> Task inputs:
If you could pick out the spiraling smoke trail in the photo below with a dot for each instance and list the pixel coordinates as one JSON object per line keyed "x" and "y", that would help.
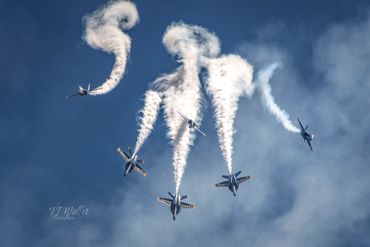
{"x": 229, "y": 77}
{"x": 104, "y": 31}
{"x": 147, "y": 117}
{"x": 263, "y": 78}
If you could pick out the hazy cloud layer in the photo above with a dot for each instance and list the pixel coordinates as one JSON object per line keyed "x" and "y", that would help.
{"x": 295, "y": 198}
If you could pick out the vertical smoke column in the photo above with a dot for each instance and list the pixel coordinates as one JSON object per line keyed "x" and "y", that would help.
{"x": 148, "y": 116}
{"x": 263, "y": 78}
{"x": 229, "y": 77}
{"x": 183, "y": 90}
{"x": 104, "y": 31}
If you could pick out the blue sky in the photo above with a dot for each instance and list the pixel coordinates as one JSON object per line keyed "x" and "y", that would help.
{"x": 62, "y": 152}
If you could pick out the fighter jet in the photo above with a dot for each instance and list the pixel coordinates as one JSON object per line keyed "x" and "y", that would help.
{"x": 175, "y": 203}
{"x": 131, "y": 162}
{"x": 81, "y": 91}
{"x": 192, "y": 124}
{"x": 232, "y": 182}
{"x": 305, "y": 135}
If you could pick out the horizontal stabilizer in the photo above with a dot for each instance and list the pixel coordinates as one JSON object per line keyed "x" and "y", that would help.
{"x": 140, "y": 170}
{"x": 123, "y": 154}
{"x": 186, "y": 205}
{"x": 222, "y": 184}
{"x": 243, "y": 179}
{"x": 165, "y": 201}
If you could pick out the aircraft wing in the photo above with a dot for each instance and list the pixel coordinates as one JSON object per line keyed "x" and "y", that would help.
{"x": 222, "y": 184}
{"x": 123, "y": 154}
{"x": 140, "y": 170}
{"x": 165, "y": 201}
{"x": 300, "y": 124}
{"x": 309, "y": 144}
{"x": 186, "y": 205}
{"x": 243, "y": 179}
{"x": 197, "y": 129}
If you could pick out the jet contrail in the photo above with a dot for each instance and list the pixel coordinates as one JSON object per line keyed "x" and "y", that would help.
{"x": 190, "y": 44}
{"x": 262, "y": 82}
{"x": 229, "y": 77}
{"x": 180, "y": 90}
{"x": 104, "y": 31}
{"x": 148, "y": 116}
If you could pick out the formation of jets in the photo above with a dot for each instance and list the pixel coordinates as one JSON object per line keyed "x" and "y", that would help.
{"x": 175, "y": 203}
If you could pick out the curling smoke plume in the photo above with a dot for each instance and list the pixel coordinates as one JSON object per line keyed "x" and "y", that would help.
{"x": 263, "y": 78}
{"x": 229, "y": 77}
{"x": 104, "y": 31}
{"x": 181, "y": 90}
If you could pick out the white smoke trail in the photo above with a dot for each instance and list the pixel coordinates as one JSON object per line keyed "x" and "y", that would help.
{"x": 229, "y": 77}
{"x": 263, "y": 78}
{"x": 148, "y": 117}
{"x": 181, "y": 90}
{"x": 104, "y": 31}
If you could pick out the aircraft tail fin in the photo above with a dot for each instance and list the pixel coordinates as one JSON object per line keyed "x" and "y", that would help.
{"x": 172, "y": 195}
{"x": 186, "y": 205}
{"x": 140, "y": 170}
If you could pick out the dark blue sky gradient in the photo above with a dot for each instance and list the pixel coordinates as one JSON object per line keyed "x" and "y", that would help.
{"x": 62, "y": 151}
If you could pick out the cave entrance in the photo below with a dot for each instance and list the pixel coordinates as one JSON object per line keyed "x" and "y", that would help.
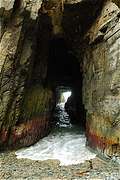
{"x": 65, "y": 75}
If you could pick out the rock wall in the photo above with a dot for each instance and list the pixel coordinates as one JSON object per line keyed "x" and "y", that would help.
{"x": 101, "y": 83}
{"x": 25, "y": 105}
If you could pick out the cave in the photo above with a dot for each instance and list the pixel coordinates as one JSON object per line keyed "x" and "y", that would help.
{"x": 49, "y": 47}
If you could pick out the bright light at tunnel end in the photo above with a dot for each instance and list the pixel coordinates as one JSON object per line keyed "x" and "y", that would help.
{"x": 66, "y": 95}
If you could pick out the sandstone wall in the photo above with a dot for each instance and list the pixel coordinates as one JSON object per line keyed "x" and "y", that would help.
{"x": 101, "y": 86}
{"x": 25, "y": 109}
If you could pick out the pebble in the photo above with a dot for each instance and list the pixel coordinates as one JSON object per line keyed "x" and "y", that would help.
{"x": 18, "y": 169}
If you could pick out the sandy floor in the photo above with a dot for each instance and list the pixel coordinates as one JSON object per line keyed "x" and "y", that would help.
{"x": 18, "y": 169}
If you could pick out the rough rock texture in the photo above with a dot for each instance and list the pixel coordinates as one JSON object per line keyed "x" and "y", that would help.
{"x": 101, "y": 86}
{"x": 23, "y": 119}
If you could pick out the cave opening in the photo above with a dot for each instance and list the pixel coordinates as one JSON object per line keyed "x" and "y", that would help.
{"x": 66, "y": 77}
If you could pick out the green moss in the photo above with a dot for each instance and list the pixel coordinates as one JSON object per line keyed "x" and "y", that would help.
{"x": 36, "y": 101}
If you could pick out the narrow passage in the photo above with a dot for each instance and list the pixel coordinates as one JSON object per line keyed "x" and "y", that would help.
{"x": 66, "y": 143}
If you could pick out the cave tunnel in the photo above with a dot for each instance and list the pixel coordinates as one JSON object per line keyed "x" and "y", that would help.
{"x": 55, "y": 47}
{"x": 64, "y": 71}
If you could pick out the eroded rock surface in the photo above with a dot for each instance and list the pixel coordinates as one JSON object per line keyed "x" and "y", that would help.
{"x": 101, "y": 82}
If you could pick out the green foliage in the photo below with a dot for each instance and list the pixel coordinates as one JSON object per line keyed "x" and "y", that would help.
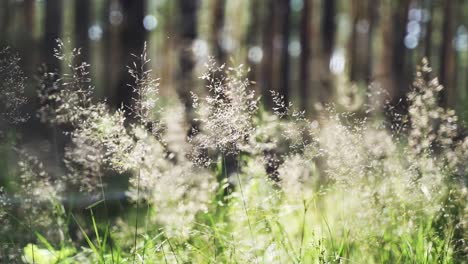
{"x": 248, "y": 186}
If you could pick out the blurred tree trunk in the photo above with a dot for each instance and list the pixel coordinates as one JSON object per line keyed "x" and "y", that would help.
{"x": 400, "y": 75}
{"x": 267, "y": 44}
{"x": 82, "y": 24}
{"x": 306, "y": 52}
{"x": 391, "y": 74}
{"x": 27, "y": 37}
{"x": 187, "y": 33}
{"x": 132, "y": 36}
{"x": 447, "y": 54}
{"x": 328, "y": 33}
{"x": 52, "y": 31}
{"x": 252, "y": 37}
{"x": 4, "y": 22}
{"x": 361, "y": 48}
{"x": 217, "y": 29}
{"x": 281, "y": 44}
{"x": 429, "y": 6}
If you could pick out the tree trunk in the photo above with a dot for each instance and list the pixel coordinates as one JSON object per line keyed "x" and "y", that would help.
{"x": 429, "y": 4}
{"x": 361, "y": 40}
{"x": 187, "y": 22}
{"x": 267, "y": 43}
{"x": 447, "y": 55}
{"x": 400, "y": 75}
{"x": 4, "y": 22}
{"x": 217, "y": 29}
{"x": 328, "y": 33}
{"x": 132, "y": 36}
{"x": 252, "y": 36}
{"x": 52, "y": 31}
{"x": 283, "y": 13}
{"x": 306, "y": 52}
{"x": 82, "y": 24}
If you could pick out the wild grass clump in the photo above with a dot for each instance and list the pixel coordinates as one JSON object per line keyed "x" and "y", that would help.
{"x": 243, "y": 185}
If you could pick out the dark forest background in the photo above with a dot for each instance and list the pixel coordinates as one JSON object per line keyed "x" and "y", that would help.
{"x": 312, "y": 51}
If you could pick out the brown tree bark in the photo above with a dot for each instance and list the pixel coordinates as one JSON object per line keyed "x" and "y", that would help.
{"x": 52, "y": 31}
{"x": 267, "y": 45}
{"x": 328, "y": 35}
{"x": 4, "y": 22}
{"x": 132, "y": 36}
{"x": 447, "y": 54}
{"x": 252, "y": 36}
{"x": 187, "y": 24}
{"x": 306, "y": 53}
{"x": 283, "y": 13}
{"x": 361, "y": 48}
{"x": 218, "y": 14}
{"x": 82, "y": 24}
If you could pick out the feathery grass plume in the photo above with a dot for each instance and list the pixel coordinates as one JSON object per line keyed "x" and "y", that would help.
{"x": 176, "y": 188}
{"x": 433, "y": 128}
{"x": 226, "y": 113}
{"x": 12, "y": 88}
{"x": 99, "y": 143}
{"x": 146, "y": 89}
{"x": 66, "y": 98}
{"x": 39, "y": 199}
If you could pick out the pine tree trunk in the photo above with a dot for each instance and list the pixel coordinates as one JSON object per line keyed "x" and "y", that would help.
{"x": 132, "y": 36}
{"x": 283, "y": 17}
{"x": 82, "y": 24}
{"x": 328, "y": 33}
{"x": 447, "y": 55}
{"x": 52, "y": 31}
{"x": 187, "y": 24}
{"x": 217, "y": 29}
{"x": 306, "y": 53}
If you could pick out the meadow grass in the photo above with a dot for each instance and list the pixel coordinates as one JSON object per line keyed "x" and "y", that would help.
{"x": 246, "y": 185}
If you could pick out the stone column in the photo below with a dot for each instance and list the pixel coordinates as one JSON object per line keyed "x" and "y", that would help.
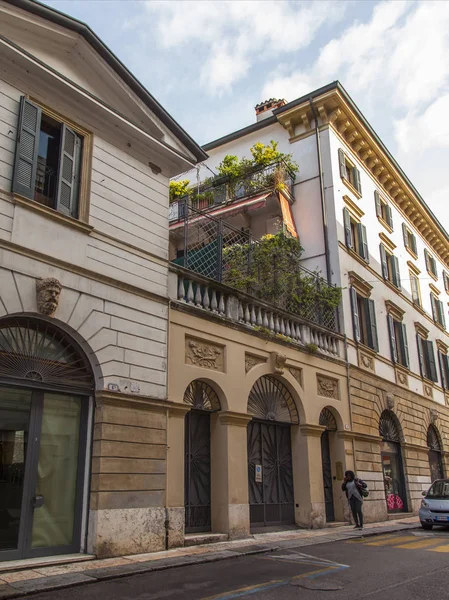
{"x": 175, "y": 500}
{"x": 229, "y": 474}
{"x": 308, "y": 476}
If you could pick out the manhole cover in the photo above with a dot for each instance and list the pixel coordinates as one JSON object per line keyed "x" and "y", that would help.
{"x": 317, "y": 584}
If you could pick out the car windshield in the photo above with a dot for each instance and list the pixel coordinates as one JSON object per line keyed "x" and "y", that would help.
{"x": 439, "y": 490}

...

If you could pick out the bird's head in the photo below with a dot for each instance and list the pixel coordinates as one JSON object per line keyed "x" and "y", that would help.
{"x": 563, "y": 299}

> Set task: Extract every line of the rows that contains the word "cave", copying each line in full. Matching is case-sensitive.

> Finished task:
If you could pick out the cave entrance in the photo below with a dot for each instance and list the pixel coordinates as one JSON object per line keyed "x" and "y", that would help.
If you could pick out the cave in the photo above with a dot for each instance and list the pixel coordinates as one JSON object per line keyed "x" and "y", that would help.
If you could pick out the cave opening in the photo above with a dot for each instance and list the pixel coordinates as one JSON object per line keyed "x" and "y", that would help.
If you could pick out the cave tunnel in the photo above with a dot for each instance and list the pixel coordinates as one JSON object per line keyed "x" and "y", that would help.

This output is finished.